Your goal:
Extract every row below verbatim, leaving the pictures out.

------ Material provided

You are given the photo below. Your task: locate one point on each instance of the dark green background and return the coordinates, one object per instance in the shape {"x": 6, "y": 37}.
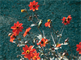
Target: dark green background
{"x": 10, "y": 13}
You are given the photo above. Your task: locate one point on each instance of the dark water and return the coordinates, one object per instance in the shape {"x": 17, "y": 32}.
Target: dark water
{"x": 10, "y": 13}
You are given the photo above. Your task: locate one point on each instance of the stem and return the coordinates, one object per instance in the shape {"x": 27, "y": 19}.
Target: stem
{"x": 61, "y": 33}
{"x": 53, "y": 40}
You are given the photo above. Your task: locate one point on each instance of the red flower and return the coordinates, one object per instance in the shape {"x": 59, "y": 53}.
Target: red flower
{"x": 58, "y": 45}
{"x": 36, "y": 56}
{"x": 78, "y": 48}
{"x": 67, "y": 20}
{"x": 17, "y": 28}
{"x": 27, "y": 30}
{"x": 47, "y": 24}
{"x": 28, "y": 51}
{"x": 12, "y": 37}
{"x": 33, "y": 5}
{"x": 43, "y": 42}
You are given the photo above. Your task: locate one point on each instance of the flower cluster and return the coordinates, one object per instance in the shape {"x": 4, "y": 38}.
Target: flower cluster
{"x": 31, "y": 52}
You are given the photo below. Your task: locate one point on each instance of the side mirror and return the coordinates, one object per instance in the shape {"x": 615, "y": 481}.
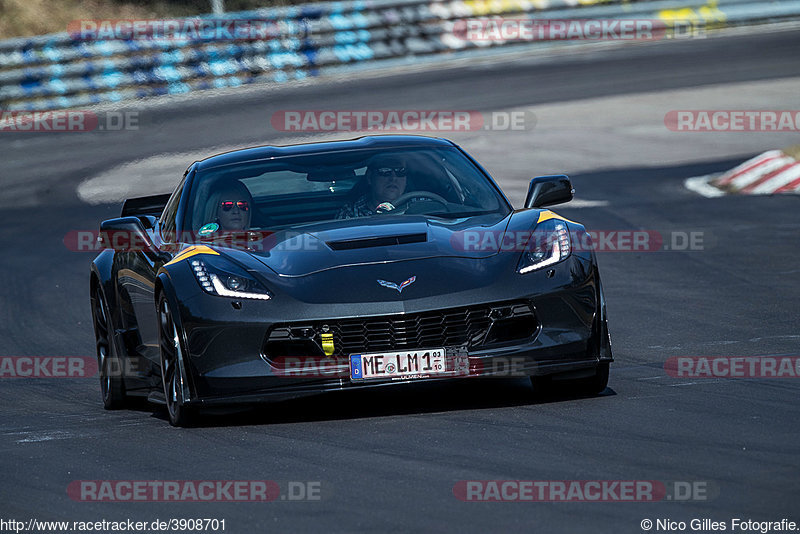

------------

Written response:
You are given the photo below. Your task: locate one point on each instance of the dark green background and return the coordinates, one object per instance in the shape {"x": 6, "y": 37}.
Target: dark green background
{"x": 10, "y": 13}
You are given the photo above. Your task: locate one point on each instance of the dark water and return the coordinates, one object per instance in the shape {"x": 17, "y": 32}.
Target: dark water
{"x": 10, "y": 13}
You are given the photo above. Your task: locate one point on each instance of the stem and return the coordinates, one object per instance in the shape {"x": 27, "y": 19}.
Target: stem
{"x": 61, "y": 33}
{"x": 53, "y": 40}
You are given the photo above. Your task: locate one point on each instance of the red flower and return the coordinates, one object per instance in the shape {"x": 59, "y": 53}.
Target: red flower
{"x": 58, "y": 45}
{"x": 36, "y": 56}
{"x": 78, "y": 48}
{"x": 67, "y": 20}
{"x": 17, "y": 28}
{"x": 27, "y": 30}
{"x": 47, "y": 24}
{"x": 28, "y": 51}
{"x": 12, "y": 37}
{"x": 33, "y": 5}
{"x": 43, "y": 42}
You are given the photo above. Your task: locate one point on each instance of the flower cluster and return the coordinates, one object per instance in the shape {"x": 4, "y": 38}.
Target: flower cluster
{"x": 31, "y": 52}
You are given the photo below. Your task: locate one point on each instance of the side mirror and return the coordinates, one object per instance in the shape {"x": 615, "y": 481}.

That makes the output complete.